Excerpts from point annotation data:

■ ■ ■

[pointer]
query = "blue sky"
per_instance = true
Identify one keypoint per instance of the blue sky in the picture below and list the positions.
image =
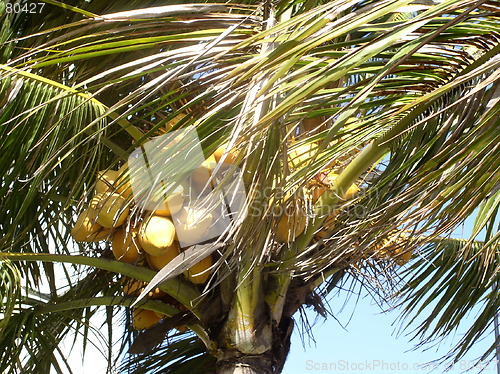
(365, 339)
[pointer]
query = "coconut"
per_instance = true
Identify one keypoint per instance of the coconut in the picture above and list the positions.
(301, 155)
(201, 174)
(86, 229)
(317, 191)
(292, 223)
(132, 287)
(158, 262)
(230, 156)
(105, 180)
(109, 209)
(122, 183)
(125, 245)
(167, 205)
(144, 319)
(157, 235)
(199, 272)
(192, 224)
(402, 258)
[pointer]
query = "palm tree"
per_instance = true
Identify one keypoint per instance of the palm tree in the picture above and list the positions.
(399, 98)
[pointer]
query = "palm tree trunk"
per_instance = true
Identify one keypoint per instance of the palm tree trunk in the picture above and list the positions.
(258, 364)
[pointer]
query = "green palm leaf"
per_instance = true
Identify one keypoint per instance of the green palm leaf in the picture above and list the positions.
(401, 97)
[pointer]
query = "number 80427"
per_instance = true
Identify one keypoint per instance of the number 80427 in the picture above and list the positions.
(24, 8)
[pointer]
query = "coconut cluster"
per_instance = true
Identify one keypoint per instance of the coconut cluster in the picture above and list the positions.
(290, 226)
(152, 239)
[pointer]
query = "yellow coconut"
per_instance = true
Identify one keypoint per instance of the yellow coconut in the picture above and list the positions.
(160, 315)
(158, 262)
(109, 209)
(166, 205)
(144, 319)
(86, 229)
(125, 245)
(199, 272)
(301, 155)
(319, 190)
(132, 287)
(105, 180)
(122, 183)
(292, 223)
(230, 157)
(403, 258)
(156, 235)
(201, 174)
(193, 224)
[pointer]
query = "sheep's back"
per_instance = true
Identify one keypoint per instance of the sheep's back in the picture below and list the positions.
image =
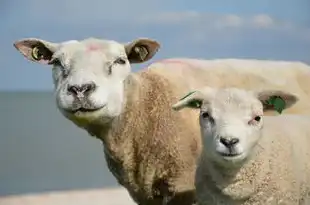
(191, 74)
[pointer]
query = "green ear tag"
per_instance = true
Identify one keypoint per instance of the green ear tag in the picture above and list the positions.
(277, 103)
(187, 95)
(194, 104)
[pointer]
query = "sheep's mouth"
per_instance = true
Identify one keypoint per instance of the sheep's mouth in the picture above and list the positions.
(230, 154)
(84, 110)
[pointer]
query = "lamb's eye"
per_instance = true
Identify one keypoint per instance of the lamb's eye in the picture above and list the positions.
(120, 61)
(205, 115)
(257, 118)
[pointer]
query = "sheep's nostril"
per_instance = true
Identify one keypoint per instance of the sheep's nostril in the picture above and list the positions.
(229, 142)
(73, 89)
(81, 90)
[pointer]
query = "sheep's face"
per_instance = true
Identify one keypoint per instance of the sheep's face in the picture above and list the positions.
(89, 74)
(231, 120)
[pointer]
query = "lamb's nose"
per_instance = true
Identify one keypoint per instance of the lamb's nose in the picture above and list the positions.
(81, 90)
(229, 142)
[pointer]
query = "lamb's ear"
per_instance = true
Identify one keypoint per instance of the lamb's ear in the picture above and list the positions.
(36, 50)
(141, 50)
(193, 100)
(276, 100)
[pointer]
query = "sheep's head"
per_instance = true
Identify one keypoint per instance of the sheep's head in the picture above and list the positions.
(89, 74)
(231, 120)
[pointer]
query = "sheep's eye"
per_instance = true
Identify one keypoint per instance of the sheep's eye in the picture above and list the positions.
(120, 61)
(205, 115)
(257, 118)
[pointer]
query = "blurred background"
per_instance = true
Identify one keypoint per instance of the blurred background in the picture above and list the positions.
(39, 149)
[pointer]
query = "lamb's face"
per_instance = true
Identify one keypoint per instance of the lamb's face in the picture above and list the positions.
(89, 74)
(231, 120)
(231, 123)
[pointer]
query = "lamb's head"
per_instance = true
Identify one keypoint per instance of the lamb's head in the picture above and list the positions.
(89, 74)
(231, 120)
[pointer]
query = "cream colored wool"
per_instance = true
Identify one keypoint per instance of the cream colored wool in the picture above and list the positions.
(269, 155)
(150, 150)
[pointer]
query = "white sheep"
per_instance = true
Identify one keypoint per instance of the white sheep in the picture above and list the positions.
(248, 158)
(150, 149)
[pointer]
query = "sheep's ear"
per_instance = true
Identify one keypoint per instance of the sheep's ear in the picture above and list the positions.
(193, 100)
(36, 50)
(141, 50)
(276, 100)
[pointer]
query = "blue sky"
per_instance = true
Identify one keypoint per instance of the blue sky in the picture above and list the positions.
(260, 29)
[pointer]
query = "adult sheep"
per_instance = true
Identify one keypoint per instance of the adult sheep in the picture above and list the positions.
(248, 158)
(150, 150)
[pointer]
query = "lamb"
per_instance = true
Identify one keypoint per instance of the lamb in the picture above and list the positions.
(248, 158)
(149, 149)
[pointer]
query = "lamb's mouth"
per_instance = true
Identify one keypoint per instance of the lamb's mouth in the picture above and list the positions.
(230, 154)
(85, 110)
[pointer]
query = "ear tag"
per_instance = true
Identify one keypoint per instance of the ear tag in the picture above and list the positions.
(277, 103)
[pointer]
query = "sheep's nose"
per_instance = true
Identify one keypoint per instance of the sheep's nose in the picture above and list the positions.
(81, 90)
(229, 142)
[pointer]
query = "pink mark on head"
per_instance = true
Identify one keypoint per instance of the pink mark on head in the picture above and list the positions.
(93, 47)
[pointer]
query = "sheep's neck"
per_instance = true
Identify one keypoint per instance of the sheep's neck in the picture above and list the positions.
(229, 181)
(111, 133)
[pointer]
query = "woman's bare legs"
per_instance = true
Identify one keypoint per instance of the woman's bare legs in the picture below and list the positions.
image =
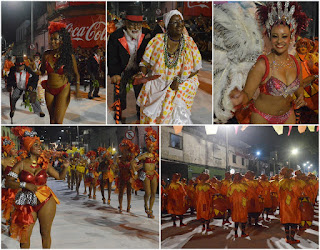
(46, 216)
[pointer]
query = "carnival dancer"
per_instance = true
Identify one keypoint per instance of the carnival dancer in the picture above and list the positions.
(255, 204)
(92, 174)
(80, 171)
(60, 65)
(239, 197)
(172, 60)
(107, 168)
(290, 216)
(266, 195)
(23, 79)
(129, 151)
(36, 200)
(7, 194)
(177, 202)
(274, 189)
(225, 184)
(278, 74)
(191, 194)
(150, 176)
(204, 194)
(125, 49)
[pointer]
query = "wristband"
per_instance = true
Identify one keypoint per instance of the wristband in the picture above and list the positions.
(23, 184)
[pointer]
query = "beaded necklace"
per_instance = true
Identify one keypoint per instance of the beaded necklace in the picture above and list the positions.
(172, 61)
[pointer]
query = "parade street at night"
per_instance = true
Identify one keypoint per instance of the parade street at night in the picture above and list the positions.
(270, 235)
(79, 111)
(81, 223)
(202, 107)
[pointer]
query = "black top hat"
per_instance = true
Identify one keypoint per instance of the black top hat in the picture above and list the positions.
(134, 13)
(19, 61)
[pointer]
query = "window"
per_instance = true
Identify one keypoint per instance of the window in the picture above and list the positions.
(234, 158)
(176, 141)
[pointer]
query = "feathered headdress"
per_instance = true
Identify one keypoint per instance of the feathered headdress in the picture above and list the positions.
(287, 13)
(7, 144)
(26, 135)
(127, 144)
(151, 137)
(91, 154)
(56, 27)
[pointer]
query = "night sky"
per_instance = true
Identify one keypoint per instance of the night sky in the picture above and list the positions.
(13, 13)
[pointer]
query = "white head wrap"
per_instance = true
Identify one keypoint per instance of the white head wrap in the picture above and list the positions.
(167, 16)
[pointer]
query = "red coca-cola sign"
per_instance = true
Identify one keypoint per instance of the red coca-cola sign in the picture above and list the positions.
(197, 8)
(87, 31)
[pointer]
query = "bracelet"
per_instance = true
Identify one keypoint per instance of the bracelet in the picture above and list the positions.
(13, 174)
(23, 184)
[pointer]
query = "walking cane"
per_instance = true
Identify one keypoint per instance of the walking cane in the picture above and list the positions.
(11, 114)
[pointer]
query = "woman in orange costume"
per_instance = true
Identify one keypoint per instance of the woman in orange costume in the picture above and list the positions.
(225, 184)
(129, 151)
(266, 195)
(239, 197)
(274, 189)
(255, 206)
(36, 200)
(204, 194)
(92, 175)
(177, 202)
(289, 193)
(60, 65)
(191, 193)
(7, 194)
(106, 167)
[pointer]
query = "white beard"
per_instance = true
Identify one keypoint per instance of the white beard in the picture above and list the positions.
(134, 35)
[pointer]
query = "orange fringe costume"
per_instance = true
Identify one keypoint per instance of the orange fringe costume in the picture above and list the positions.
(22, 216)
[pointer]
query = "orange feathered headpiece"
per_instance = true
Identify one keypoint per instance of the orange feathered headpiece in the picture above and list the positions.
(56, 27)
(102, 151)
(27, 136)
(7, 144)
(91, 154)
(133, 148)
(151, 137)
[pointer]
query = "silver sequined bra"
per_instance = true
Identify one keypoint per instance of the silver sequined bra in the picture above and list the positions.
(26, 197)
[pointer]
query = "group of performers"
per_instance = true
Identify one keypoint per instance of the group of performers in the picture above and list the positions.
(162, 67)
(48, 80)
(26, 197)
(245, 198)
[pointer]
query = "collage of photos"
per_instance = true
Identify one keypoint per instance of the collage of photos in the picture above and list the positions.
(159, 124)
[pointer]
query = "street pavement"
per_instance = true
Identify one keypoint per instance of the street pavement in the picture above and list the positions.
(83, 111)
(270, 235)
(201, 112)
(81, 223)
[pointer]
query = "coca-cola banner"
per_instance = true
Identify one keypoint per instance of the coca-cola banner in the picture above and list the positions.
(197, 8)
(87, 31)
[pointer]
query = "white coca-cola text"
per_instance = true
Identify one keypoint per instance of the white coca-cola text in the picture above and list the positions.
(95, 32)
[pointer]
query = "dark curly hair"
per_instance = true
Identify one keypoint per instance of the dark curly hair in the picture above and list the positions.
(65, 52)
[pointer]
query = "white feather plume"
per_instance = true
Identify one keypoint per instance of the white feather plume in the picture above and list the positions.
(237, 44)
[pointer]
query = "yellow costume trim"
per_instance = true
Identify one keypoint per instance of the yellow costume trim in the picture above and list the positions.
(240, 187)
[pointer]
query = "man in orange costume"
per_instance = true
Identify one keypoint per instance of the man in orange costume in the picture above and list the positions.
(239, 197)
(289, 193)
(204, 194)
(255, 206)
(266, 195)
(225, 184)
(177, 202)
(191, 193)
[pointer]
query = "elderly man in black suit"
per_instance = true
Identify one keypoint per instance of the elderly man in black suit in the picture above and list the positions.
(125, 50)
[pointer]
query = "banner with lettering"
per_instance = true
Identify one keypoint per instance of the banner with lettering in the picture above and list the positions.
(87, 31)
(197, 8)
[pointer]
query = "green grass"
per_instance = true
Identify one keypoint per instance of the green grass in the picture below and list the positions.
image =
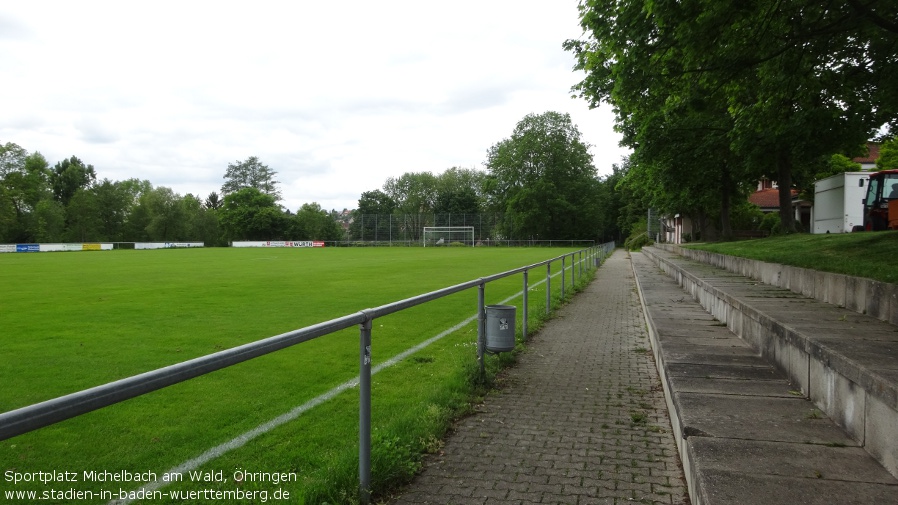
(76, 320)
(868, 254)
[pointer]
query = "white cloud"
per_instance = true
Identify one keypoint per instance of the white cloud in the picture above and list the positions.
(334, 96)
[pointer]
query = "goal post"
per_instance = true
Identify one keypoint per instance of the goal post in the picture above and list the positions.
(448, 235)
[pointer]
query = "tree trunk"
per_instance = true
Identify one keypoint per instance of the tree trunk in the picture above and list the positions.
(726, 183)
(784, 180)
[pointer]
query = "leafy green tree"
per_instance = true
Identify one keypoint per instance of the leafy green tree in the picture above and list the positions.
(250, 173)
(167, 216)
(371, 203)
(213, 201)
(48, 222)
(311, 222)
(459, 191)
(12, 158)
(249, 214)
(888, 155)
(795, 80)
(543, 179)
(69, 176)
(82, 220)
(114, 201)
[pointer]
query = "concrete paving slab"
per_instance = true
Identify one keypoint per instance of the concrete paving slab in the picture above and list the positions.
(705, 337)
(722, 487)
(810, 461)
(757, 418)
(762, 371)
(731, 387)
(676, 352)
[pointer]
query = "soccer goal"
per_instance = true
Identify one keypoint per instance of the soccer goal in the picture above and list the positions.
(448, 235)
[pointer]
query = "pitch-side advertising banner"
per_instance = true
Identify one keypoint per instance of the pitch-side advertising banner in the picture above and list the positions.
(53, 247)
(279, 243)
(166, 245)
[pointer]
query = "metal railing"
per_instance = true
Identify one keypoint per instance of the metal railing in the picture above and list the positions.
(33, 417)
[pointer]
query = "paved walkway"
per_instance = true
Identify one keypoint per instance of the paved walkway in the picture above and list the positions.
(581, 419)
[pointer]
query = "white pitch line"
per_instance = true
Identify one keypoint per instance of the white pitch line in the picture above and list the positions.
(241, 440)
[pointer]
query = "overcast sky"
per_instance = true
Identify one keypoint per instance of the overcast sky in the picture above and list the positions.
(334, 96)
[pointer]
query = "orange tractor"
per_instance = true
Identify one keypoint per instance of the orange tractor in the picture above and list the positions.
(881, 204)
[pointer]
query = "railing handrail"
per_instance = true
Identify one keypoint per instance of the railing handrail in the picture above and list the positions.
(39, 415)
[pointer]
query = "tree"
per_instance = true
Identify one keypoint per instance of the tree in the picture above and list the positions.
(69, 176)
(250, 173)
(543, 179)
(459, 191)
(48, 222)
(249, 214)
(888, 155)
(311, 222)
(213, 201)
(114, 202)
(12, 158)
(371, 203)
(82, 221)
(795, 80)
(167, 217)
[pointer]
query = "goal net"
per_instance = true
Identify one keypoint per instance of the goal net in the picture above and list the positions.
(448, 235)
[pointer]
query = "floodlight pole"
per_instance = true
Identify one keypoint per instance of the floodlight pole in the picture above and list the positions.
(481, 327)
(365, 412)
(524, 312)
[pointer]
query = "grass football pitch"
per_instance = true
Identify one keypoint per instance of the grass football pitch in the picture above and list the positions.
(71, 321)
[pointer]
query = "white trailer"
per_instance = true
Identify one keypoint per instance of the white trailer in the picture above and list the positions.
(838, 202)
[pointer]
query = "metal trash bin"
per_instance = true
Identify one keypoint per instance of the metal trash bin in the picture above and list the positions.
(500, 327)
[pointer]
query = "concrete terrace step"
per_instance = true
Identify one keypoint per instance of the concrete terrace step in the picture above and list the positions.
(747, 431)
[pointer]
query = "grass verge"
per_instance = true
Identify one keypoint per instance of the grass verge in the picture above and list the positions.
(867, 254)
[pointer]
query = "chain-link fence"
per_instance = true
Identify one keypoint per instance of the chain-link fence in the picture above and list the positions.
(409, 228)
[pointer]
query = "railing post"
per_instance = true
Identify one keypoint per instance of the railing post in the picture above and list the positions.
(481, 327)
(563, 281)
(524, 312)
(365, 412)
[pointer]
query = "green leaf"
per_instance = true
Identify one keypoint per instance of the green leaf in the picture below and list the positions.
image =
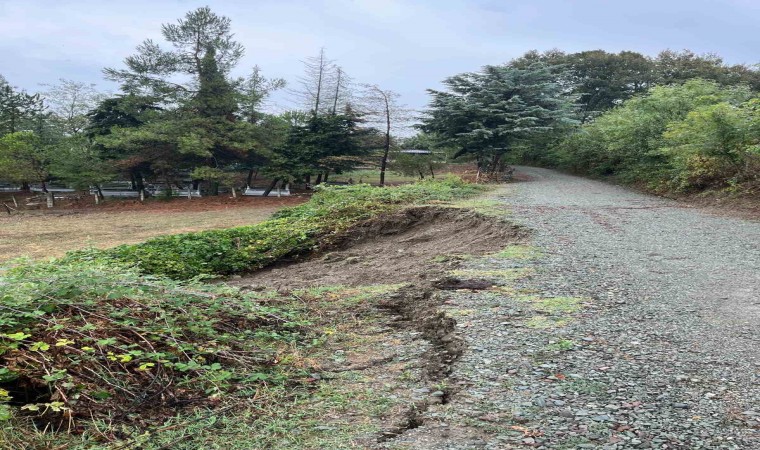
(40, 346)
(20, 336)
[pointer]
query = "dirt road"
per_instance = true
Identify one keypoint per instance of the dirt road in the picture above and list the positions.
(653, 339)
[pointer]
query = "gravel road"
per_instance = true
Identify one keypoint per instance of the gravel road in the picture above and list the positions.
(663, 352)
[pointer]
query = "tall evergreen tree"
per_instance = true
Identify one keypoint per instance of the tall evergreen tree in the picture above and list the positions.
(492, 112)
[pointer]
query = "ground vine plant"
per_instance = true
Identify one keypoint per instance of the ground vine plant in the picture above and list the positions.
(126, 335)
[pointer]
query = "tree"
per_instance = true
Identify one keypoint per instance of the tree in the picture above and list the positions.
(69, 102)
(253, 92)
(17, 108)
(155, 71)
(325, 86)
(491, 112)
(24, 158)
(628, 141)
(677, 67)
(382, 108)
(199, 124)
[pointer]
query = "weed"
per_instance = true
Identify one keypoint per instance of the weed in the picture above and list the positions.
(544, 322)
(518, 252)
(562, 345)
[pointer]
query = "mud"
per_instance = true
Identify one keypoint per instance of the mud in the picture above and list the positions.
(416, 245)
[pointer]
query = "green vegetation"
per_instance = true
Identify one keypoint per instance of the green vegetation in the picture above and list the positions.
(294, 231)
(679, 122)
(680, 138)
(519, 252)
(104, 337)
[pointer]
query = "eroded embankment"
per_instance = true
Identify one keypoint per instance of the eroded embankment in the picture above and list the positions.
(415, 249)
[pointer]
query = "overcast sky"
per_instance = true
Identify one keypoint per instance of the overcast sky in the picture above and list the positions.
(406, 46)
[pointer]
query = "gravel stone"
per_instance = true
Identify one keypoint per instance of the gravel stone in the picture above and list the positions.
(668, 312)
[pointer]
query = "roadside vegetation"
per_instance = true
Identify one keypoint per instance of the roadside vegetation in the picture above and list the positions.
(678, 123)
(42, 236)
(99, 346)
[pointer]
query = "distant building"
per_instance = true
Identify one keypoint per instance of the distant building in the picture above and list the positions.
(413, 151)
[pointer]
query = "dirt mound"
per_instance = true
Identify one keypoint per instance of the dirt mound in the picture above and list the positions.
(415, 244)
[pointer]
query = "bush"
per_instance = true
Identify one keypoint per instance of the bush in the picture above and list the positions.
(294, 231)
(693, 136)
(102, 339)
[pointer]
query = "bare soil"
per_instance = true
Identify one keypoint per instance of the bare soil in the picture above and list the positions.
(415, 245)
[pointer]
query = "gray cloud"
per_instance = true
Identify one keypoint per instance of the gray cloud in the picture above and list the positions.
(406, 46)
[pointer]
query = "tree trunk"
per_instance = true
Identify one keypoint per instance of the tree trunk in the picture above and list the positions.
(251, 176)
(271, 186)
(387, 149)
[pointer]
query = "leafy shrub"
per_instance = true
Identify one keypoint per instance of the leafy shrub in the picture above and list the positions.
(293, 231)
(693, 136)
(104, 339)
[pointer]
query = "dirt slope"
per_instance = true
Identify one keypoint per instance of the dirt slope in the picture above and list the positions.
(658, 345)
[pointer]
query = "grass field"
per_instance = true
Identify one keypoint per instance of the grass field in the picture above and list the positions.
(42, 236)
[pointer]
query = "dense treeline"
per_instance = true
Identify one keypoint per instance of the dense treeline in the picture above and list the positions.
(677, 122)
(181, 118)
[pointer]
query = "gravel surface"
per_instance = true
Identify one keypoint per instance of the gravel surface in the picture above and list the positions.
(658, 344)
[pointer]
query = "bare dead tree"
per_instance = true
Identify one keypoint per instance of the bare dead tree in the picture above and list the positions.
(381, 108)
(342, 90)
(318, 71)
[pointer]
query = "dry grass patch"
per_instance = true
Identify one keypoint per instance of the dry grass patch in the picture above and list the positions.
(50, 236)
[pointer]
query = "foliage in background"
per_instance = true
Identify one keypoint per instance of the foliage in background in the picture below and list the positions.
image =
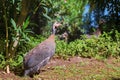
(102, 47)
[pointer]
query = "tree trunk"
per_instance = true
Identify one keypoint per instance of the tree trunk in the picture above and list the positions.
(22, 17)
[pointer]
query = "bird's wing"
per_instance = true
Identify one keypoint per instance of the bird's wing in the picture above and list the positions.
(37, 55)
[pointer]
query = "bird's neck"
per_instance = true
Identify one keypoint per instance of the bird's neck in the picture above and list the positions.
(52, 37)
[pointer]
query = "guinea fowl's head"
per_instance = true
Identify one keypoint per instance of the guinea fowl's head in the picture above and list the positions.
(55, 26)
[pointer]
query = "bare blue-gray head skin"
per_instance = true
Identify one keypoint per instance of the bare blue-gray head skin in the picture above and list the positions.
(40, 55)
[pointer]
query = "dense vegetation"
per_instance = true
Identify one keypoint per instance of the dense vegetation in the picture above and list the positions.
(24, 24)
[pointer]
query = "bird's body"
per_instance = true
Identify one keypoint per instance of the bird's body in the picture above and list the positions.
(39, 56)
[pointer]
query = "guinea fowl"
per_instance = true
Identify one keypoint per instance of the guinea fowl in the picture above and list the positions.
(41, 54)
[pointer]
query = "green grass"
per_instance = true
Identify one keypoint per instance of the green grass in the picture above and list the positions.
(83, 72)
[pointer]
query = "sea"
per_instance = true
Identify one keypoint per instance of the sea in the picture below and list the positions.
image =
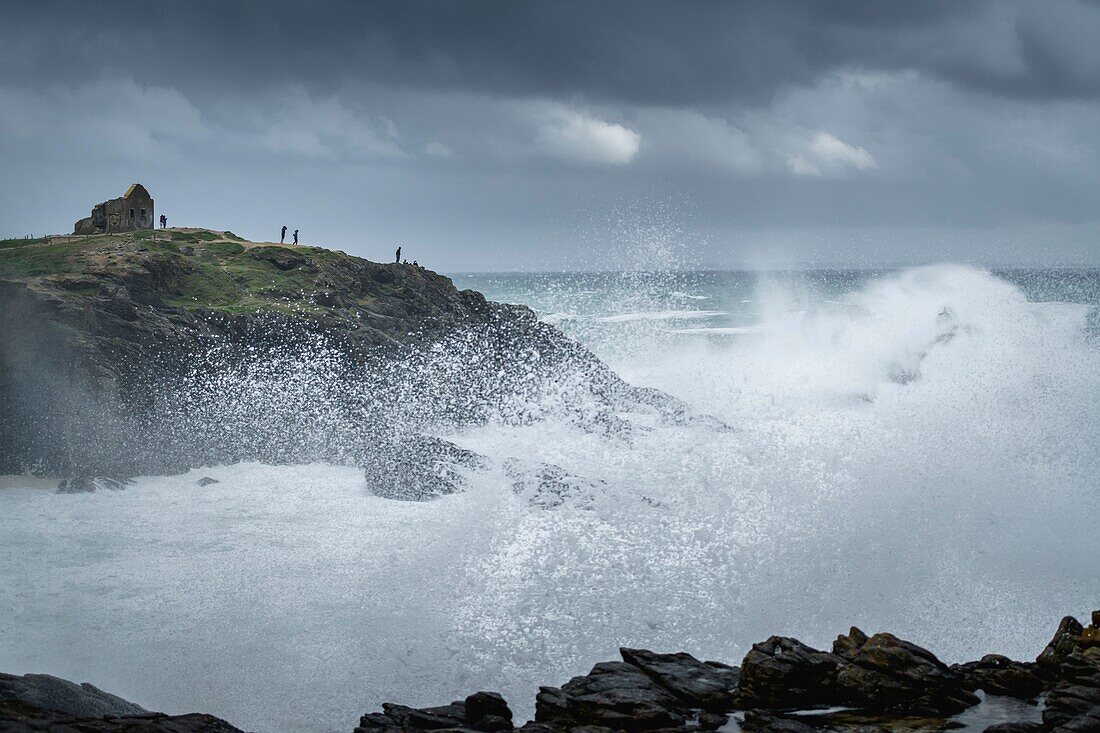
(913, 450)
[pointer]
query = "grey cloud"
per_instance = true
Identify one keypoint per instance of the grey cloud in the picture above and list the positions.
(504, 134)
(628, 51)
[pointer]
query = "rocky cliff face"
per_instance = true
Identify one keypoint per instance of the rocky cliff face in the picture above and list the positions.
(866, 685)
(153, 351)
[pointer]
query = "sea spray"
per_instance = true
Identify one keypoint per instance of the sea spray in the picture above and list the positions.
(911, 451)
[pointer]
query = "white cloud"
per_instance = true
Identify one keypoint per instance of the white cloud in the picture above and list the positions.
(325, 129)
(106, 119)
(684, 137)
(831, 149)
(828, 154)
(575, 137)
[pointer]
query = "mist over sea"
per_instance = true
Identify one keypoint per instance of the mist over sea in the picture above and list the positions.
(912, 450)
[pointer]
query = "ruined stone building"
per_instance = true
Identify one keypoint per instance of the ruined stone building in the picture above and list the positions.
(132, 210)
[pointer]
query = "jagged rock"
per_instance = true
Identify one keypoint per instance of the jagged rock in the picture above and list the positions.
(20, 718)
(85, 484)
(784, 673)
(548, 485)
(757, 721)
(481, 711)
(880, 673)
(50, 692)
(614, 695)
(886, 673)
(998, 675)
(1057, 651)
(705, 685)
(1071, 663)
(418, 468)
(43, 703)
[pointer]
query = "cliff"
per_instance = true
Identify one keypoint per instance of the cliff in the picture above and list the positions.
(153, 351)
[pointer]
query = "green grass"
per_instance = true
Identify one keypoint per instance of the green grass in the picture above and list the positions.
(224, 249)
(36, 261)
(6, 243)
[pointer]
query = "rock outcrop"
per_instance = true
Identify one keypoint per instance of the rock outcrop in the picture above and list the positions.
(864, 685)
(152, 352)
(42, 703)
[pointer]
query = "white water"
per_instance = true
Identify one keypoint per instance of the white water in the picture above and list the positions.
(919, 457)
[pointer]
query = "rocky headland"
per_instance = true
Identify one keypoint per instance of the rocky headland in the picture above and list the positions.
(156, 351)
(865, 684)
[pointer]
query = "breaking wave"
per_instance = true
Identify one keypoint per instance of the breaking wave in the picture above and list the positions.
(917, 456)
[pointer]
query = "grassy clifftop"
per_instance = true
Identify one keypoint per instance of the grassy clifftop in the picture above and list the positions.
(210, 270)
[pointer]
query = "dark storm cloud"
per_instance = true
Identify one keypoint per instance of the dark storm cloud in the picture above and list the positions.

■ ■ ■

Work to complete: Pull out every line in the entries above that contains the string "text", and copy each one.

Written reply:
query = "white coca-cola text"
Identify one keypoint per instance of the white coca-cola text in the picture above and list the positions.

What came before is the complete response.